• _Tus instrucciones_
Según el texto sobre la educación de los hijos, ¿qué es lo primero que necesita un hijo para ser educado? Responde con una sola oración, por favor.

De hecho, será el amor el que enseñe a los padres a descubrir el momento más
adecuado para hablar y para callar; el tiempo para jugar con los niños e
interesarse por sus problemas sin someterlos a un interrogatorio y el de
respetar su necesidad de estar a solas; las ocasiones en que conviene «soltar
un poco de cuerda» y «no darse por enterados» frente a aquellas otras en que lo
que procede es intervenir con decisión e incluso con resuelta viveza…
Y, según decía, en todo este difícil arte los padres resultan insustituibles.
Un matrimonio muy agobiado por su trabajo profesional buscaba en una tienda de
juguetes un regalo para su niño: pedían algo que lo divirtiera, lo mantuviese
tranquilo y, sobre todo, le quitara la sensación de estar solo. Una dependiente
inteligente les explicó: «lo siento, pero no vendemos padres».
2) La primera cosa que el hijo necesita para ser educado es que sus padres
se quieran entre sí.
«Hacemos que no le falte de nada, estamos pendientes hasta de sus menores
caprichos, y sin embargo…».

• _Registros mostrados_
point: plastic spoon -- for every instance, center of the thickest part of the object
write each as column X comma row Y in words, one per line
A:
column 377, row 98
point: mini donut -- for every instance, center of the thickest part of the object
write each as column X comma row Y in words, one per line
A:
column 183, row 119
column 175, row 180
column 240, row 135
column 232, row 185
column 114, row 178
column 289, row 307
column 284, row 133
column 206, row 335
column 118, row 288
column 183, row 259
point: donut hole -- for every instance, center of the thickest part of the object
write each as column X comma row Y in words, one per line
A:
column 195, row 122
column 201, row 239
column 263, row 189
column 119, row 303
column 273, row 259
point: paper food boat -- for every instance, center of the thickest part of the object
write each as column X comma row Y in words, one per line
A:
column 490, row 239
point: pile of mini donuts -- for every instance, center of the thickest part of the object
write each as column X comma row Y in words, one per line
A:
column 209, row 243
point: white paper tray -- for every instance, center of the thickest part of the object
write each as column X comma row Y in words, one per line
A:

• _Solución de la tarea_
Lo primero que necesita un hijo para ser educado es que sus padres se quieran entre sí.